[Work to complete]
Beginning with the line where "Output form: <point>297,42</point>" appears, repeat every remaining line of the entries exactly, the last line included.

[Records for this exercise]

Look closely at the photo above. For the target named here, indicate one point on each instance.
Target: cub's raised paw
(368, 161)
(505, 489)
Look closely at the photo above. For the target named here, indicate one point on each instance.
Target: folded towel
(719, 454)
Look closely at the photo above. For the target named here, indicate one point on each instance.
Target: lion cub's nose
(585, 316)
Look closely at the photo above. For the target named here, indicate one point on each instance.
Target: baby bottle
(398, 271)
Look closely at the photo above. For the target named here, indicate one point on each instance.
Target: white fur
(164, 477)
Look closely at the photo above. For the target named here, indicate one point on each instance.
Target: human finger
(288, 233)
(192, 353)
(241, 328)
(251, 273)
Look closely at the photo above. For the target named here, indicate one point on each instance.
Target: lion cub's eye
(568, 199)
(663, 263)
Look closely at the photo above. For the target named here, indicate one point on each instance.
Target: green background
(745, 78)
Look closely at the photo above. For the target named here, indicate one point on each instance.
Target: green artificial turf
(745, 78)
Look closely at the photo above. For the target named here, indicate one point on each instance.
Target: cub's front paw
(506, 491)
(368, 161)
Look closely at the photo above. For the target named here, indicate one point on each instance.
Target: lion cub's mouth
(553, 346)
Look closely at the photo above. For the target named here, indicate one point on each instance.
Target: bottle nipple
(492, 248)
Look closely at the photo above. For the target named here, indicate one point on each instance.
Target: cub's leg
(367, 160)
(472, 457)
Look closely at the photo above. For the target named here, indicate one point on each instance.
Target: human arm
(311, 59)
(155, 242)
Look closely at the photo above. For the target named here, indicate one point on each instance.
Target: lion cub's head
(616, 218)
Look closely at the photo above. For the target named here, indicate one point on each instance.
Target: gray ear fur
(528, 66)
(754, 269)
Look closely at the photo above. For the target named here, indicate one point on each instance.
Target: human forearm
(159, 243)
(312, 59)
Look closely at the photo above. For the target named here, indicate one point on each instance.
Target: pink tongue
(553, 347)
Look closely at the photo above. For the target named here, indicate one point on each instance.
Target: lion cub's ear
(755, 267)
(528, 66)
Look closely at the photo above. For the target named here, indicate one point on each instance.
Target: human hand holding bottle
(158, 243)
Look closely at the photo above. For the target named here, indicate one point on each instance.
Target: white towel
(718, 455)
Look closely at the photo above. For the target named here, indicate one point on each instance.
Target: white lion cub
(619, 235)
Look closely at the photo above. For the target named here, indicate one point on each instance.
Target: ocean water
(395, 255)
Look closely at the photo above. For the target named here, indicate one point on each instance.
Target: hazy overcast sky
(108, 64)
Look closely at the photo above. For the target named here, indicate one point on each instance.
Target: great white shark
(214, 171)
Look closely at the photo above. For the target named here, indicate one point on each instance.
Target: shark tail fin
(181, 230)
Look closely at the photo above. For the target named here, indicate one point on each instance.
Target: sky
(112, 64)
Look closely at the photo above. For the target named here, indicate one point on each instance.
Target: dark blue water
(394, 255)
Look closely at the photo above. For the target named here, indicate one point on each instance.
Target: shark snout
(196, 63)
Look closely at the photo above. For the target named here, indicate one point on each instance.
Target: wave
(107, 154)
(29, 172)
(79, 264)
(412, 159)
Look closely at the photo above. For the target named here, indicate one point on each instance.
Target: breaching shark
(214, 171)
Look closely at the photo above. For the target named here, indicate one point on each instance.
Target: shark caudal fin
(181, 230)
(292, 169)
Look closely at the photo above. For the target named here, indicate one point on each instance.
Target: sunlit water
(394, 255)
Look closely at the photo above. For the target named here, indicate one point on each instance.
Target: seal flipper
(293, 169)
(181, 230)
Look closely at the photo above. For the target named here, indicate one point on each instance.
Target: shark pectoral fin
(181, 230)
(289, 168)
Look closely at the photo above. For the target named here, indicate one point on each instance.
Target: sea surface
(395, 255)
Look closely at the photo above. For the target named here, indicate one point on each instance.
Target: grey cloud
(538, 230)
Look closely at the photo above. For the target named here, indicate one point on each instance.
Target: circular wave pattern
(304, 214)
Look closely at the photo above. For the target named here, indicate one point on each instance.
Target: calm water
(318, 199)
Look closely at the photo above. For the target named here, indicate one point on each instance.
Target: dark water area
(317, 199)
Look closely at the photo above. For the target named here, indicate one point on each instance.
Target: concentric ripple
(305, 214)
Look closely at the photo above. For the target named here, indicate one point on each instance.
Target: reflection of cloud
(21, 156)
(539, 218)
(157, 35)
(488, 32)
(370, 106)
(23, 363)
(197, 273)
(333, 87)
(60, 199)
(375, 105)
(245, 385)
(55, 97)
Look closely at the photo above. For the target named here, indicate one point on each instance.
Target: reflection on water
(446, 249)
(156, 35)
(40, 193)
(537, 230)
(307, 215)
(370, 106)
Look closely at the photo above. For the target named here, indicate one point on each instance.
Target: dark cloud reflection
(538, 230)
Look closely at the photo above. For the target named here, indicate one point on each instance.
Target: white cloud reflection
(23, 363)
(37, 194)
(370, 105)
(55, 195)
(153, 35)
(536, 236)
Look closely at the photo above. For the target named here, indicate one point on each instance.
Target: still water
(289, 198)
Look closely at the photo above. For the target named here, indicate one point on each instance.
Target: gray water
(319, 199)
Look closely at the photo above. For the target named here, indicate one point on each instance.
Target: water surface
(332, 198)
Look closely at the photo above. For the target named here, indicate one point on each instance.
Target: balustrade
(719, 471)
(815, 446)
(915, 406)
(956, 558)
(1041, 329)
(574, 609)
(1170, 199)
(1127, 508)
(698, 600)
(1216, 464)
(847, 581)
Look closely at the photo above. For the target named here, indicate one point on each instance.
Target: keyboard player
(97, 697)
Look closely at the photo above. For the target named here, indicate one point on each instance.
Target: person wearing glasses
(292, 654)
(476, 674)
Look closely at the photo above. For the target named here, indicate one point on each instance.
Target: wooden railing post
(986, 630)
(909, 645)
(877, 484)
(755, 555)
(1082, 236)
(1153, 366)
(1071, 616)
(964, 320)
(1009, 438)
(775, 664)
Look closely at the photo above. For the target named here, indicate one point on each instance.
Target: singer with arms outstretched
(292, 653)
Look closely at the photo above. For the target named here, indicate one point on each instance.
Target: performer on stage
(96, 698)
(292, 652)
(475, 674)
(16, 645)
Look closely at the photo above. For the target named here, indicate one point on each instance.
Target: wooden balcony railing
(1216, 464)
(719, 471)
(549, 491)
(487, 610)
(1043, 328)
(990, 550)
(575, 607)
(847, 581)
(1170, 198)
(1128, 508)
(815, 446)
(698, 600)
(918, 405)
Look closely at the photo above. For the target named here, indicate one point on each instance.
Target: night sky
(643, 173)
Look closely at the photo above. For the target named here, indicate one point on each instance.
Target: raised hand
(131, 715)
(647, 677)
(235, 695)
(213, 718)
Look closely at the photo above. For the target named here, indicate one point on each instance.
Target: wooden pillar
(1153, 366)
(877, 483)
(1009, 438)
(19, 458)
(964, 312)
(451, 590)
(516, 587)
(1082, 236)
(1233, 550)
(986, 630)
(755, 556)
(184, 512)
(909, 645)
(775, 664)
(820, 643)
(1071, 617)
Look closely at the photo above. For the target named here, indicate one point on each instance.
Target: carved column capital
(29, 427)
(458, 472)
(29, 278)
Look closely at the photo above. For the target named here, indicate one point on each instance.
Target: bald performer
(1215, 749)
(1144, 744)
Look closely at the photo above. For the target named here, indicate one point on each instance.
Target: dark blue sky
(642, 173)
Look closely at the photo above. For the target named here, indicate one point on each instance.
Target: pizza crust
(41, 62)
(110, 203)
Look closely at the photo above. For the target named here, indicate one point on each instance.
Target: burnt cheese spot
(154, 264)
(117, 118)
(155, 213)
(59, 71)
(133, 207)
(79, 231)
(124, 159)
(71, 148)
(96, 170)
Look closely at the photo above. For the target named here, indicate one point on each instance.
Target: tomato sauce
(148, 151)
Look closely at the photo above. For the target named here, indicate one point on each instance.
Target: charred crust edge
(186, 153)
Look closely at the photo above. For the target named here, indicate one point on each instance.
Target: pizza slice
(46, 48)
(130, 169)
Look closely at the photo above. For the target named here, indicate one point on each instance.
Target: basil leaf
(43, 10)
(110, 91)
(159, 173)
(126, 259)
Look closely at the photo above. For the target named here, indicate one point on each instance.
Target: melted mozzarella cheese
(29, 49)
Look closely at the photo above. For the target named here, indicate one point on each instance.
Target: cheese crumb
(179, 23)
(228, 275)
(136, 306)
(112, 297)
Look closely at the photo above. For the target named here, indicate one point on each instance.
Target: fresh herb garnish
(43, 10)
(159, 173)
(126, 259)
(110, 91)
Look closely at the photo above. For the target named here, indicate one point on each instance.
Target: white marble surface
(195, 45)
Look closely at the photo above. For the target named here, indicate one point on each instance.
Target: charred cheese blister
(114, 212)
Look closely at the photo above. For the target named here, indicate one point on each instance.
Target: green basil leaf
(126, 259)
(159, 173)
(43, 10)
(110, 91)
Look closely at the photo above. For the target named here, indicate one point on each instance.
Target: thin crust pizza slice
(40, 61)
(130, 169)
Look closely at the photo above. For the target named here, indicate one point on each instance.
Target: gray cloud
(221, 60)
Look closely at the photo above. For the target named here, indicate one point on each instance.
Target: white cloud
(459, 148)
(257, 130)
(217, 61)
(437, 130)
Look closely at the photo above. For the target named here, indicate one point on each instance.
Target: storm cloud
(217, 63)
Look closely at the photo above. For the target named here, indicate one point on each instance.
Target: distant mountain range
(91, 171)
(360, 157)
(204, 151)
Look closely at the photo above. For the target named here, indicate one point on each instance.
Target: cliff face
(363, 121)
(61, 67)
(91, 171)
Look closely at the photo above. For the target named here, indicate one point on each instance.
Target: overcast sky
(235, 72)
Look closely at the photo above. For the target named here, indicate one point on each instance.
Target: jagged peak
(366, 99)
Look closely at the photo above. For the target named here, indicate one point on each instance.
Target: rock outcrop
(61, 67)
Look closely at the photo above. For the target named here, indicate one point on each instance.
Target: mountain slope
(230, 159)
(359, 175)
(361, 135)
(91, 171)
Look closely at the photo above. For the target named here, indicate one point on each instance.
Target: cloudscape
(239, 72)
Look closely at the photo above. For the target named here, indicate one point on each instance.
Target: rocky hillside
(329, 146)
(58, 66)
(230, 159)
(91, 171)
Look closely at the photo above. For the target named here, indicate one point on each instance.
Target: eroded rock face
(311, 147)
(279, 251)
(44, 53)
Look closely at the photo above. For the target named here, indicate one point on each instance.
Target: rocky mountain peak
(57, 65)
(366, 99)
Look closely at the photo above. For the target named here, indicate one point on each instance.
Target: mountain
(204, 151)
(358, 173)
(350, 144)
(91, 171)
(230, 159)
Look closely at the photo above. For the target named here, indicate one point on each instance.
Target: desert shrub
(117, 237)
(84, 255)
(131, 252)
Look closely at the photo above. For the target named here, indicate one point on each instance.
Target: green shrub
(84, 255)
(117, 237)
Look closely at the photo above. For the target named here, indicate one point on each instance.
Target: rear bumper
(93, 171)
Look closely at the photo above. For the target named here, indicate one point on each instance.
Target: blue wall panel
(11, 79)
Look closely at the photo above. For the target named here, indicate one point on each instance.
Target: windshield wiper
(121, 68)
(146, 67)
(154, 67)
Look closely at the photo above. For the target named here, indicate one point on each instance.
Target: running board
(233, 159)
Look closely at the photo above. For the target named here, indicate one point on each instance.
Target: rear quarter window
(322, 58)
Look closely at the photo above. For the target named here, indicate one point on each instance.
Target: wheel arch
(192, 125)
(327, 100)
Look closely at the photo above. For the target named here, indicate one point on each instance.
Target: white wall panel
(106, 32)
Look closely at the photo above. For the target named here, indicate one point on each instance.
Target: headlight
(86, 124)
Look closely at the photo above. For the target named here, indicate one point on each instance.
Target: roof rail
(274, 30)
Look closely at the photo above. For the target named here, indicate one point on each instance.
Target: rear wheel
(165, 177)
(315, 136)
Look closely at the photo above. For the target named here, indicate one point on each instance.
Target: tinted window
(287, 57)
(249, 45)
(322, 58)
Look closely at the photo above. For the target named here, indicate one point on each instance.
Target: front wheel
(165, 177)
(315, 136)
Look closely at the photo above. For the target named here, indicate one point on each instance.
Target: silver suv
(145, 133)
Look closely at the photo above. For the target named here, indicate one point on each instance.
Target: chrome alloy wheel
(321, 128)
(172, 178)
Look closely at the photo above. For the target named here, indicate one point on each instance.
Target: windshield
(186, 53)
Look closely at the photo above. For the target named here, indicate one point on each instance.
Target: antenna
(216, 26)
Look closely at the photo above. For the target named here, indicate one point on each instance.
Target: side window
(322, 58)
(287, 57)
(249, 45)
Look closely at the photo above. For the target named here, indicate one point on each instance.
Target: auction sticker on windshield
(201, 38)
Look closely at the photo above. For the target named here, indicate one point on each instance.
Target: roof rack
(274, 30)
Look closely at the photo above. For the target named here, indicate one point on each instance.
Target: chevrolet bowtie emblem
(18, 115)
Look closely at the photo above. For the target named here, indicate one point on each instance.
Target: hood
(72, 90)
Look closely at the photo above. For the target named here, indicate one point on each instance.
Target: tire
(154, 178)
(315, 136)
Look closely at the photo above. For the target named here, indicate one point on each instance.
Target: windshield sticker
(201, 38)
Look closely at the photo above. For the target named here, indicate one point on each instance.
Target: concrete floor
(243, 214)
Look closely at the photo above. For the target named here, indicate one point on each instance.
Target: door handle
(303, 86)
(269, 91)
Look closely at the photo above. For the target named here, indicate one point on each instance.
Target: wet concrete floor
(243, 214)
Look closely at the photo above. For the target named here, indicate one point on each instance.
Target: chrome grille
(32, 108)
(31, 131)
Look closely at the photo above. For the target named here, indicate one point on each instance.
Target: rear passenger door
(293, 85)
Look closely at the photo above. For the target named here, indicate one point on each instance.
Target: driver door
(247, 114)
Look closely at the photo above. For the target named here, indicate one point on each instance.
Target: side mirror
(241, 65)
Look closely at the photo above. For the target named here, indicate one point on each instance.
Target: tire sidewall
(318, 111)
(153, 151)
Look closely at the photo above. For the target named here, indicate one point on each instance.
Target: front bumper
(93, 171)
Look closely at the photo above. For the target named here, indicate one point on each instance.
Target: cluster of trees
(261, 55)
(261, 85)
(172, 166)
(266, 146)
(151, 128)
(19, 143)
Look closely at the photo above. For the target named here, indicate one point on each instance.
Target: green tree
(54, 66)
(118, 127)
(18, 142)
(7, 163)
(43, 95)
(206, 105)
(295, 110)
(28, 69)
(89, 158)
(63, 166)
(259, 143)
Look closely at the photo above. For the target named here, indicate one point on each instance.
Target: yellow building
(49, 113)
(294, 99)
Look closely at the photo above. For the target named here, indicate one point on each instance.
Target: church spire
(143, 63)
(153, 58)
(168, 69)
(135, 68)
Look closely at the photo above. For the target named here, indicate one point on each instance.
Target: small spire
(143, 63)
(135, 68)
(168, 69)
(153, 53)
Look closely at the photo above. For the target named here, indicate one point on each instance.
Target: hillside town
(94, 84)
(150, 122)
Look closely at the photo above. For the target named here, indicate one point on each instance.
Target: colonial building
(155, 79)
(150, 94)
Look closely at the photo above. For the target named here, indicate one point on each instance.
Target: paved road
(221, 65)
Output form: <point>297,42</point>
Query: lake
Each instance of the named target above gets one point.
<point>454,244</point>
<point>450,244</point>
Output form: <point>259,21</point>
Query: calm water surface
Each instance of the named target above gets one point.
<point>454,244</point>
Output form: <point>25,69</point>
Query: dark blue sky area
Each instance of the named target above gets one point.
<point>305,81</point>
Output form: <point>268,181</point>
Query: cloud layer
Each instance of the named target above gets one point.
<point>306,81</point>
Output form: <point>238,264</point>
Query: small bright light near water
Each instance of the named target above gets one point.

[The response]
Output form: <point>297,42</point>
Query: lake
Each instance of the named target above gets one point.
<point>454,244</point>
<point>450,244</point>
Output form: <point>259,21</point>
Query: calm water surface
Each instance of the named target above gets one point.
<point>454,244</point>
Output form: <point>25,69</point>
Query: dark blue sky area
Each instance of the named target above gets one point.
<point>305,81</point>
Output form: <point>268,181</point>
Query: cloud layer
Each instance of the named target above gets one point.
<point>306,81</point>
Output form: <point>238,264</point>
Query: small bright light near water
Each instance of the named target above gets one point.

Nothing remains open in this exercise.